═════ SELECTED EXCERPT ═════

# OpenVZ Ploop 1.13



## Geek (Apr 13, 2015)

OpenVZ project has released a new ploop version. Read below for more
information. Everybody is advised to upgrade.


Changes
=======
(since 1.12.2)

New functionality:
* snapshot-merge: add merge to new delta ability
* Logging to PLOOP_LOG_FILE (if variable is defined during compilation)
* ploop restore-descriptor: create dd.xml by image (single image only)
* ploop replace: add -k, --keep-name to keep the replaced delta file name
* ploop replace: implement offline replace
* snapshot-delete: introduce specific SYSEXIT_NOSNAP error
* Alternative (incompatible) implementation of ploop copy (C and Python API)

Fixes:
* ploop_replace_image(): fix wrt level
* ploop grow: update size in DiskDescriptor.xml after growing
* normalize_image_name(): fix for a corner case
* ploop_replace_image(): always unlock dd.xml
* {mount,umount}.ploop: fixes for filenames with spaces, tabs etc.
* umount.ploop: fix mtab removal ({{B|3164}})
* umount.ploop: fix for file names with a semicolon
* scripts/mount.ploop: don't hardcode paths to modprobe and readlink
* ploop_umount(): don't return -1, use SYSEXIT_*
* ploop_merge_snapshot_by_guid(): fix error message, don't print (null)
* ploop tsnapshot(): fix usage
* grow_lower_delta(): fix a memory leak
* ploop_merge_snapshot_by_guid(): fix error message
* check_snapshot_mount(): add is_device_inuse() check

Improvements:
* print_sys_block_ploop(): print less info
* Remove delta_fops abstraction layer
* ploop merge: obsolete/disable form with DD.xml (use snapshot-merge)

═════ LISTING ═════

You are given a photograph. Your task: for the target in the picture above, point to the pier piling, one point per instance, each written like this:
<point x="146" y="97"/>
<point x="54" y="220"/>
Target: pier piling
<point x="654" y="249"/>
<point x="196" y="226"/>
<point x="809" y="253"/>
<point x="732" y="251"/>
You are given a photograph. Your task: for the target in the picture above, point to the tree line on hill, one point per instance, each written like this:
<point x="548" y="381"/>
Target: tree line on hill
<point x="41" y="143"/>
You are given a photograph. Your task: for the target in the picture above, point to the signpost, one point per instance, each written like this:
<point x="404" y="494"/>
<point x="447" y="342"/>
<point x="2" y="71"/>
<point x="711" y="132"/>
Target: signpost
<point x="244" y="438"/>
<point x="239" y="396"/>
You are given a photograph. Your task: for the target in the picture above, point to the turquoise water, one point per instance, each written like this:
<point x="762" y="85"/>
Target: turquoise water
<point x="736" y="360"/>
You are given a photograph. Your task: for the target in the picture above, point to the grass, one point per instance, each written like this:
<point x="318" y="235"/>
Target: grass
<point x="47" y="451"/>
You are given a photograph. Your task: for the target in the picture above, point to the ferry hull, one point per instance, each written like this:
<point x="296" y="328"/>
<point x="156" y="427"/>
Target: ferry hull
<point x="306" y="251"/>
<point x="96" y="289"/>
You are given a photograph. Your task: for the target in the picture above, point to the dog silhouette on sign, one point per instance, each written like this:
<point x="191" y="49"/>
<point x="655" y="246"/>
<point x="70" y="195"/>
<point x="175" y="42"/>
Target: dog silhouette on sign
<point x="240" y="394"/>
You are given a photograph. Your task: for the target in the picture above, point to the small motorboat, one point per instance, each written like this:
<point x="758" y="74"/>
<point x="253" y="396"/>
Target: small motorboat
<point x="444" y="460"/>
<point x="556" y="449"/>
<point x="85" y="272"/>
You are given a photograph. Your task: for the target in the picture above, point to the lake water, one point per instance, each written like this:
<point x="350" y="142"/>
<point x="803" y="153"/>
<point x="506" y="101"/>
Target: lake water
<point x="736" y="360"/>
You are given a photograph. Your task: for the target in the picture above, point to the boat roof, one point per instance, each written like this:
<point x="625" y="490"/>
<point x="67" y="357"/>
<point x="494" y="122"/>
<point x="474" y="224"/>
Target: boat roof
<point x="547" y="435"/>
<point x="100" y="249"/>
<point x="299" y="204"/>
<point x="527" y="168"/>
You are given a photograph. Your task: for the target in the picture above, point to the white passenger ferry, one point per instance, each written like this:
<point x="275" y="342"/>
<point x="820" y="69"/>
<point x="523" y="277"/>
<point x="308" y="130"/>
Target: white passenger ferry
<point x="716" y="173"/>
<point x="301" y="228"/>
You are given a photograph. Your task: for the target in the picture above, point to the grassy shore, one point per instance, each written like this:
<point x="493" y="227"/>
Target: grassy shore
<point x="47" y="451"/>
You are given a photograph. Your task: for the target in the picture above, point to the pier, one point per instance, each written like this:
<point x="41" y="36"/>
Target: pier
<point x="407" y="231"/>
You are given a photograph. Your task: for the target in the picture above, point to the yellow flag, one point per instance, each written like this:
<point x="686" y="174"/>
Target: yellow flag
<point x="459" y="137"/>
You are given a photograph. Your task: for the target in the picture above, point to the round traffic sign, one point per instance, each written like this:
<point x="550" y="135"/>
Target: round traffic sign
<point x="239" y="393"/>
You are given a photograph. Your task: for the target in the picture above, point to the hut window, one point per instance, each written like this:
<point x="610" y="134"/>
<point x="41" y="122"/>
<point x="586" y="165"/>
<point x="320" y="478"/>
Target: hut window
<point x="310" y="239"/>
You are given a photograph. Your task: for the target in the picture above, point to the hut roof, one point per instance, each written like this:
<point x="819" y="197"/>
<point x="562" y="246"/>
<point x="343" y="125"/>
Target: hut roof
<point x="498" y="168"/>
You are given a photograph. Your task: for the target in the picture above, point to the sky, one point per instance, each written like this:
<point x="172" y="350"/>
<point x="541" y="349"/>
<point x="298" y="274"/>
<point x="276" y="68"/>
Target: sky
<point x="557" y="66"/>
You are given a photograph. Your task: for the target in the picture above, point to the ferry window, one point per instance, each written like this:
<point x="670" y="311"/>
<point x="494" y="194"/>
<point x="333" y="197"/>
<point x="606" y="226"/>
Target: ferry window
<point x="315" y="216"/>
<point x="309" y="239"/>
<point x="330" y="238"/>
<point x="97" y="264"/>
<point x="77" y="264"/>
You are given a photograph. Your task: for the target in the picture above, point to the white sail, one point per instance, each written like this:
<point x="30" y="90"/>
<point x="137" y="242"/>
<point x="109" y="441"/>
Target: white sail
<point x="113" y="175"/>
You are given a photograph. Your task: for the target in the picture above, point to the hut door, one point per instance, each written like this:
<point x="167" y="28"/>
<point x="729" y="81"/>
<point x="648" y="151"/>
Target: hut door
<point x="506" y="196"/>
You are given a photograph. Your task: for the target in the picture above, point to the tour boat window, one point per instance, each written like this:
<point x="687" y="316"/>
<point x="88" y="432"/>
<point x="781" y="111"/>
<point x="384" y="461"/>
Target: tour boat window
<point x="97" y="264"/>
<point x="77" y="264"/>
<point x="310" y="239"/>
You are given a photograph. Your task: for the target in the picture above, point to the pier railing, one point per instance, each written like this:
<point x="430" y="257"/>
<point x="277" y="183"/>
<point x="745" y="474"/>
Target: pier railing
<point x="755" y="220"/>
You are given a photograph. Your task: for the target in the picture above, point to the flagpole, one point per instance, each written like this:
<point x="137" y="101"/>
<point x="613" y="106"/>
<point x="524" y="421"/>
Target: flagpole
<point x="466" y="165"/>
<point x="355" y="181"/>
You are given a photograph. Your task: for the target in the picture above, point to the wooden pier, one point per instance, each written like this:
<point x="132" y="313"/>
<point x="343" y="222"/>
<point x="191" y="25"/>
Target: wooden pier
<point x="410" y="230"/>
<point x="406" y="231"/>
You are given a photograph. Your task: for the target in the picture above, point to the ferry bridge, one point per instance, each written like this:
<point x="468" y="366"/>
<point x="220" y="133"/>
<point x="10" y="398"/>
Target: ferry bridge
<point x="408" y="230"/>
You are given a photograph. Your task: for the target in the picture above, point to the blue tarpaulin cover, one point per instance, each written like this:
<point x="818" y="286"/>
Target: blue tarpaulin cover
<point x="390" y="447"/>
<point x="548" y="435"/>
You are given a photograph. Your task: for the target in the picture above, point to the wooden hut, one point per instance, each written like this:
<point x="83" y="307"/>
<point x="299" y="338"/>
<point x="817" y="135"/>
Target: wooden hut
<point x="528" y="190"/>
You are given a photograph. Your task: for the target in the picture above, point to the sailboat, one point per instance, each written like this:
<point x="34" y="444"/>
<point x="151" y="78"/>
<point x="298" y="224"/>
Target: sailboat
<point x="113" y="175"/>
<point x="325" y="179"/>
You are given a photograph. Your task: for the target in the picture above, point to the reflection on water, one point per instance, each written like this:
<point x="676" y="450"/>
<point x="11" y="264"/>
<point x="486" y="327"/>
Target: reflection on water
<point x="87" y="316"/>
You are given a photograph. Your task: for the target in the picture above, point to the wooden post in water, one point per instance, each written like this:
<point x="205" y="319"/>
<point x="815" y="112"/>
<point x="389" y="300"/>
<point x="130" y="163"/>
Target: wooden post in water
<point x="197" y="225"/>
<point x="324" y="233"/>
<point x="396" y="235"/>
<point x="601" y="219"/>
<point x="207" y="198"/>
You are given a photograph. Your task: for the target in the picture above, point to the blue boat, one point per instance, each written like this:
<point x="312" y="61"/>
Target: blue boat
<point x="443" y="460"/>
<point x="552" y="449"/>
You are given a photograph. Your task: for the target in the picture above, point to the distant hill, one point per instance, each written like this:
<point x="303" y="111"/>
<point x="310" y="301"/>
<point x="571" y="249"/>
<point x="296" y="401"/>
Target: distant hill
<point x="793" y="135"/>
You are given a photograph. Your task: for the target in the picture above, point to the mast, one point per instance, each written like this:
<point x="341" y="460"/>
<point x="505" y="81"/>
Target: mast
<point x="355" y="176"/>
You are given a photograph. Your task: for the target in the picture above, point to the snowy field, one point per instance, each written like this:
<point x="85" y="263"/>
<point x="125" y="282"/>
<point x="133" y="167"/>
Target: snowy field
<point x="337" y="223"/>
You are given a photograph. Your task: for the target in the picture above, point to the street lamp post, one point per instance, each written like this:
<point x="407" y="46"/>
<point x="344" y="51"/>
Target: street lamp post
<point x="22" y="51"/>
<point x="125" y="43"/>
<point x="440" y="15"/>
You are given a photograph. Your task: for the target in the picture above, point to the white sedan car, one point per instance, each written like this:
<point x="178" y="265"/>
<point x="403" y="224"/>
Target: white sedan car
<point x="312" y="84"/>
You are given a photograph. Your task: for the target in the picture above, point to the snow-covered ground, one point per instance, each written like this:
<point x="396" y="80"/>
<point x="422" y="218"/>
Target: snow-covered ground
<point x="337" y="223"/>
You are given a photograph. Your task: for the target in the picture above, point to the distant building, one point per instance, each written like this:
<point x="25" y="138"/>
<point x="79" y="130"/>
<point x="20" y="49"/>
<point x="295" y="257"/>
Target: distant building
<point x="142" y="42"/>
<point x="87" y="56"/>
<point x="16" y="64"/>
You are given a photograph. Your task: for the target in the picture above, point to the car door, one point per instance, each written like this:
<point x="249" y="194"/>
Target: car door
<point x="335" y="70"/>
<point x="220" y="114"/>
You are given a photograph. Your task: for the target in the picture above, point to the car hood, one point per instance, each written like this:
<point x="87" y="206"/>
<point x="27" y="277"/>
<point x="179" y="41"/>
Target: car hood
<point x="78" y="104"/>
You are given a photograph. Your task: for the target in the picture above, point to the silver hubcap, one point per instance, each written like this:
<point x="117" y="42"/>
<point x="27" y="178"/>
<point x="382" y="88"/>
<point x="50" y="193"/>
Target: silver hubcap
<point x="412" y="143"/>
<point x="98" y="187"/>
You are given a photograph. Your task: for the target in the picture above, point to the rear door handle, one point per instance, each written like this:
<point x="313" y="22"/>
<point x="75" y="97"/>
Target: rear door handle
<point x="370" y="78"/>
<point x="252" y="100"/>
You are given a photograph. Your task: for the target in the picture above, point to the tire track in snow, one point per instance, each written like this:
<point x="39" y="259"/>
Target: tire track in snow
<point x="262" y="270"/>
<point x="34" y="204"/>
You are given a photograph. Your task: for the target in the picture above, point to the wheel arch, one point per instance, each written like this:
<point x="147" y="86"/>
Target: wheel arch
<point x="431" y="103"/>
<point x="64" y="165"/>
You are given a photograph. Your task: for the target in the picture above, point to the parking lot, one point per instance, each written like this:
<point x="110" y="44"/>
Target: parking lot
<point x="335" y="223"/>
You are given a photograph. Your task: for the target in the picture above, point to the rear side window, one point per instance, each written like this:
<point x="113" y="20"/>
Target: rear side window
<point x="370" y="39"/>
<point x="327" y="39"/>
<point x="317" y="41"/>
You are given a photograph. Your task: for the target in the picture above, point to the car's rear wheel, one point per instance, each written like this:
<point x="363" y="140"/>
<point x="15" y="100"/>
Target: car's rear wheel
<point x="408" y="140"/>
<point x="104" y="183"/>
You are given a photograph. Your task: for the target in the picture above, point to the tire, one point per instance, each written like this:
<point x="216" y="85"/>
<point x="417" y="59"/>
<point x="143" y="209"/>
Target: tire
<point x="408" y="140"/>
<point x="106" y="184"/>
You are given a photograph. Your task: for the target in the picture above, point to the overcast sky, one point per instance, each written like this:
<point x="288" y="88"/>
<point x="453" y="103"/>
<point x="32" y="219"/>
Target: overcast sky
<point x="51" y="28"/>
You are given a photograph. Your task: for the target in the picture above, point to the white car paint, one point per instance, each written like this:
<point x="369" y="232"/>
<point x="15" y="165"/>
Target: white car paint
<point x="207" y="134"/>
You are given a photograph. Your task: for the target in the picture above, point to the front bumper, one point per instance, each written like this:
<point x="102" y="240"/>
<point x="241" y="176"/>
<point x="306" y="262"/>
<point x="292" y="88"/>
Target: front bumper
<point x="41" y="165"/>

═════

- **DIRECTIVE A**:
Answer these from the ploop 1.13 announcement:
(i) Which earlier version are the listed changes counted from?
(ii) What does the -k option added to ploop replace do?
(iii) What does the announcement say to use instead of the disabled form of ploop merge with DD.xml?
- **DIRECTIVE B**: Duplicate the part of the ploop 1.13 announcement that opens with the words containing "OpenVZ project has" and closes with "(single image only)".
- **DIRECTIVE C**: Go on with the ploop 1.13 announcement, starting after its last line.

- **TASK RESPONSE A**:
(i) 1.12.2
(ii) It keeps the replaced delta file name.
(iii) snapshot-merge

- **TASK RESPONSE B**:
OpenVZ project has released a new ploop version. Read below for more
information. Everybody is advised to upgrade.


Changes
=======
(since 1.12.2)

New functionality:
* snapshot-merge: add merge to new delta ability
* Logging to PLOOP_LOG_FILE (if variable is defined during compilation)
* ploop restore-descriptor: create dd.xml by image (single image only)

- **TASK RESPONSE C**:
* ploop snapshot-merge: fix/improve message about merged deltas
* find_level_by_delta(): rework/improve
* ploop_switch_snapshot(): rm non-const cast
* local_delta_open(): make first arg const
* ploop_replace_image: print proper oldfile message
* merge_image(): document the function
* ploop_di_merge_image(): remove last argument
* Rename get_child_by_uuid() to find_child_by_guid()
* ploop_merge_snapshot_by_guid(): untangle MERGE_WITH_{PARENT,CHILD} mess
* ploop_merge_snapshot_by_guid: fix ending message
* Rework check_snapshot_mount()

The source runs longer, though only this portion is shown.